BRIEF:
The records below are to be transcribed in full, exactly as given.

DATA EXCERPTS:
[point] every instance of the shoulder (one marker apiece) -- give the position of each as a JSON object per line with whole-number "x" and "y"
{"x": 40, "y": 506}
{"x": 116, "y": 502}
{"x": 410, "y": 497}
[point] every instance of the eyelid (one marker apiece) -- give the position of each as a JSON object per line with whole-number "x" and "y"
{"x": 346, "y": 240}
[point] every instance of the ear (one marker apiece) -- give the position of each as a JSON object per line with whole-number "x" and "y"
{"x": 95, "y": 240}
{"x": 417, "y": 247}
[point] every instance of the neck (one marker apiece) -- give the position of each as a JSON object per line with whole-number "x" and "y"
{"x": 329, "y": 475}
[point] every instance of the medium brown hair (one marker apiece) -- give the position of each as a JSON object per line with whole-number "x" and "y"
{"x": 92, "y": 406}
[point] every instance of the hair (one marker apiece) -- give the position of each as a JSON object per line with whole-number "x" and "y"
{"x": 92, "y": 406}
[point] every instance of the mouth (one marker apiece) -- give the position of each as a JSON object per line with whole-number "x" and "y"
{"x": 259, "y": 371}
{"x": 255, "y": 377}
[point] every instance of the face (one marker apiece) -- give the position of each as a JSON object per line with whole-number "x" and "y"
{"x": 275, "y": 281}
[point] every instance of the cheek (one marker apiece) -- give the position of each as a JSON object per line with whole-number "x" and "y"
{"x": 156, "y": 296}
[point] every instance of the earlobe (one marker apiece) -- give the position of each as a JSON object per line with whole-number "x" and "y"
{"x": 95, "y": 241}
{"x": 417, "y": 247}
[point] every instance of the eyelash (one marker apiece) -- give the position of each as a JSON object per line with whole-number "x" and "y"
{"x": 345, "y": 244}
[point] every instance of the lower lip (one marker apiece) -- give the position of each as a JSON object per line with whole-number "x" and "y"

REPLY:
[point] every instance of the shoulder (one marker apiece) -- give the position of each as a JSON object per line with whole-number "x" and "y"
{"x": 40, "y": 506}
{"x": 116, "y": 502}
{"x": 410, "y": 497}
[point] every instance of the eyelid (one marker apiece) -- give the position of each as a JSON object per line with whole-number "x" and "y"
{"x": 346, "y": 240}
[point] every instance of the ear (one marker apiece) -- give the position of each as a JSON object per line with whole-number "x" and "y"
{"x": 95, "y": 240}
{"x": 417, "y": 247}
[point] every instance of the neck (one marker apiece) -- give the position of each as a JSON object per line with whole-number "x" and "y"
{"x": 329, "y": 475}
[point] every instance of the medium brown hair (one marker apiece) -- give the position of each as a JSON object per line with whole-number "x" and "y"
{"x": 92, "y": 406}
[point] every instance of the hair (one marker apiece) -- give the position of each as a JSON object per line with whole-number "x" and "y"
{"x": 92, "y": 406}
[point] every instance of the mouth (one marker apiece) -- give the position of each as a JSON object per line with whole-number "x" and "y"
{"x": 259, "y": 371}
{"x": 255, "y": 377}
[point] every instance of the face (one marker apiece) -- give the position of each as a JSON object per line with whole-number "x" and "y"
{"x": 275, "y": 281}
[point] every instance of the cheek (one marker apiece) -- give the position of each as a JSON object per line with whole-number "x" and "y"
{"x": 156, "y": 296}
[point] every instance of the earlobe (one marker apiece) -- give the position of each as a JSON object per line with whole-number "x" and "y"
{"x": 95, "y": 241}
{"x": 417, "y": 247}
[point] every instance of the eyelash (one marker apiece) -- give the position of each as a JSON object per line with whole-number "x" and "y"
{"x": 345, "y": 244}
[point] every instance of the lower lip (one marker apiece) -- give the position of each as a JSON object per line with whole-number "x" and "y"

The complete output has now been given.